» **EXTRAIT DU TEXTE**:
┌──
Principaux portails publics  |     | 

Justice, liberté, sécurité et immigration
Le Parlement européen confirme l’accord trouvé en trilogue sur la gouvernance de Schengen
12-06-2013


Le 12 juin 2013, le Parlement européen réuni en plénière a confirmé à une très large majorité l’accord qui avait été trouvé en trilogue le 29 mai dernier sur la réforme de Schengen.

Cet accord intervenait près d’un an après un moment de grande tension au sujet de ce paquet législatif qui avait été proposé par la Commission européenne en septembre 2011. La proposition de la Commission répondait notamment aux demandes exprimées par plusieurs Etats membres lors du Conseil européen de juin 2011. L’introduction d’une clause de sauvegarde avait en effet été envisagée par les chefs d’Etat et de gouvernement pour autoriser le rétablissement des contrôles aux frontières intérieures de l'espace Schengen.

Ce paquet législatif comprend d’une part une révision du mécanisme d’évaluation de Schengen et d’autre part des modifications au code frontières Schengen portant notamment sur les règles relatives à la réintroduction temporaire du contrôle aux frontières intérieures dans des circonstances exceptionnelles.

Lors du Conseil JAI de juin 2012, les ministres avaient adopté une orientation générale sur ces deux textes, modifiant notamment la base juridique du mécanisme d’évaluation de Schengen. Cette décision avait vivement heurté le Parlement européen qui se retrouvait privé du pouvoir de codécision que lui accordait la procédure ordinaire prévue par la Commission dans sa proposition. En réaction, le Parlement européen avait décidé de suspendre les négociations avec le Conseil sur plusieurs dossiers qui étaient en cours. Le sujet avait aussi été discuté à la Chambre des députés.
└──
» **LISTE DES TÂCHES**:
1. Recopiez fidèlement le passage de l'extrait qui s'ouvre sur les mots contenant « Justice, liberté, sécurité » et se termine par « réforme de Schengen. ».
2. D'après l'extrait, à quel moment la Commission européenne avait-elle proposé le paquet législatif sur Schengen ?

» **DONNÉES EXTRAITES**:
┌──
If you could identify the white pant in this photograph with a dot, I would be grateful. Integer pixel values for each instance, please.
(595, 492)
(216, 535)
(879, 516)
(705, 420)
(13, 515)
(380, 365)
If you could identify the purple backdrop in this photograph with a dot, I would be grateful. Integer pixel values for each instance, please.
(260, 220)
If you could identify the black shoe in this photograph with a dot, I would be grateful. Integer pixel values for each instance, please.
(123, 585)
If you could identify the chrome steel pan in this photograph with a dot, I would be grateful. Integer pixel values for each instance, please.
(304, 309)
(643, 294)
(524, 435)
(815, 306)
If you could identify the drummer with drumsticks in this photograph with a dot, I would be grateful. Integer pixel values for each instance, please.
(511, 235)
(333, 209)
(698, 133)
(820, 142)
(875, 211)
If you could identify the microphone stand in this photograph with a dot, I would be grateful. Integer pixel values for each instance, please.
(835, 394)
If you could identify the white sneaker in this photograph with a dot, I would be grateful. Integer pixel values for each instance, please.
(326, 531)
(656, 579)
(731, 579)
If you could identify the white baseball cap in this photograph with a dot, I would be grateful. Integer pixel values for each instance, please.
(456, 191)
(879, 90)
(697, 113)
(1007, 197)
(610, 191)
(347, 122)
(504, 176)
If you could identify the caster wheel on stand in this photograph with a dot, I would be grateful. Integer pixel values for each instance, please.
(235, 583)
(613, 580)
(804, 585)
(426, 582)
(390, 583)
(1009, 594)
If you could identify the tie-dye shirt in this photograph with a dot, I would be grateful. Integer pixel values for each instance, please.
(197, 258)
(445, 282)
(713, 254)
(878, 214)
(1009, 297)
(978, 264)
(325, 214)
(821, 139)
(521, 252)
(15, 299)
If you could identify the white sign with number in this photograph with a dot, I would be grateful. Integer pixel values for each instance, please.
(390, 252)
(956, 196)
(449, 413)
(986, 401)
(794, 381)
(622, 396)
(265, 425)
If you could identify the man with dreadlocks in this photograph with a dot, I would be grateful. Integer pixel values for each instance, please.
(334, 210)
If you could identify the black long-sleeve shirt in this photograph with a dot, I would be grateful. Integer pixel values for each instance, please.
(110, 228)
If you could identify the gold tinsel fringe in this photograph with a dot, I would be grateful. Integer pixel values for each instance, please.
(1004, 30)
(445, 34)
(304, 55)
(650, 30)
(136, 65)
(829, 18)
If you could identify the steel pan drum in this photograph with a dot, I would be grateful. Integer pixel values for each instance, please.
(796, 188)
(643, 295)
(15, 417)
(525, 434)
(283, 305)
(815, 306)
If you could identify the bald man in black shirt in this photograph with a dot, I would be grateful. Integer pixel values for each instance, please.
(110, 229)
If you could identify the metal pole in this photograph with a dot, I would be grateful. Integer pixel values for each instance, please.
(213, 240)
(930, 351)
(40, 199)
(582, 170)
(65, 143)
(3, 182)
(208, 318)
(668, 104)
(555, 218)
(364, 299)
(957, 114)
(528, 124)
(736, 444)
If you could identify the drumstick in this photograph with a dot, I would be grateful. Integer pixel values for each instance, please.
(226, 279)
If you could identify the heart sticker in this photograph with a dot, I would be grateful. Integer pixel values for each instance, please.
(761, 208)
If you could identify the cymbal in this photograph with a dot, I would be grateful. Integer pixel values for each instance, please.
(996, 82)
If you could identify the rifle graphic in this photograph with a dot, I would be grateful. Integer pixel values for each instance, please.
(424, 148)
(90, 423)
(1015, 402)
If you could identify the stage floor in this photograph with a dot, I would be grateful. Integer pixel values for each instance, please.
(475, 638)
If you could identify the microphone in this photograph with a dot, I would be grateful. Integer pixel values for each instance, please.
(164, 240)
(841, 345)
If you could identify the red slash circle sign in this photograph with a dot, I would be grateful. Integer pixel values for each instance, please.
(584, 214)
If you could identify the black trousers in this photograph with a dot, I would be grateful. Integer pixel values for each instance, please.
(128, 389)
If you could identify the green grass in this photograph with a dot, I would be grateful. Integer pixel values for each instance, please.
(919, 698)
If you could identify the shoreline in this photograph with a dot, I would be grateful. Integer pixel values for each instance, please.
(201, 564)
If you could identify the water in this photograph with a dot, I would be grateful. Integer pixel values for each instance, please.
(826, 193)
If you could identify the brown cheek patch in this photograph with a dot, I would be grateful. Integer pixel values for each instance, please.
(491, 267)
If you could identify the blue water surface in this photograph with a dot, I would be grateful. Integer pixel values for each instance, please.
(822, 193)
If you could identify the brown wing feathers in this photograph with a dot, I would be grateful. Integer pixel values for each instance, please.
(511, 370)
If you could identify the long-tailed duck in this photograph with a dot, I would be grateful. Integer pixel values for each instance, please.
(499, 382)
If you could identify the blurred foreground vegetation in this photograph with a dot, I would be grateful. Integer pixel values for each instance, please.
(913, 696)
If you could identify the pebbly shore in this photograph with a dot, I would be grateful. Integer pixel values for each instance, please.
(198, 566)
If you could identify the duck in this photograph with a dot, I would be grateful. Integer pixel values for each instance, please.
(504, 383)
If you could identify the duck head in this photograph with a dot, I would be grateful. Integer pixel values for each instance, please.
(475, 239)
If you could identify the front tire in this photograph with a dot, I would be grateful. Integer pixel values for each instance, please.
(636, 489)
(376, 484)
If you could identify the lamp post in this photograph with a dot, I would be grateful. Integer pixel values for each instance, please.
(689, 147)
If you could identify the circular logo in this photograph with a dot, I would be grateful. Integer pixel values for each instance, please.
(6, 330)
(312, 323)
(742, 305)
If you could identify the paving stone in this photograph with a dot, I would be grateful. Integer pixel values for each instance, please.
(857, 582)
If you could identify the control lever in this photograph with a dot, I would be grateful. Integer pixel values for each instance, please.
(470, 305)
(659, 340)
└──
» **LISTE DES RÉPONSES**:
1.
Justice, liberté, sécurité et immigration
Le Parlement européen confirme l’accord trouvé en trilogue sur la gouvernance de Schengen
12-06-2013


Le 12 juin 2013, le Parlement européen réuni en plénière a confirmé à une très large majorité l’accord qui avait été trouvé en trilogue le 29 mai dernier sur la réforme de Schengen.

2. En septembre 2011.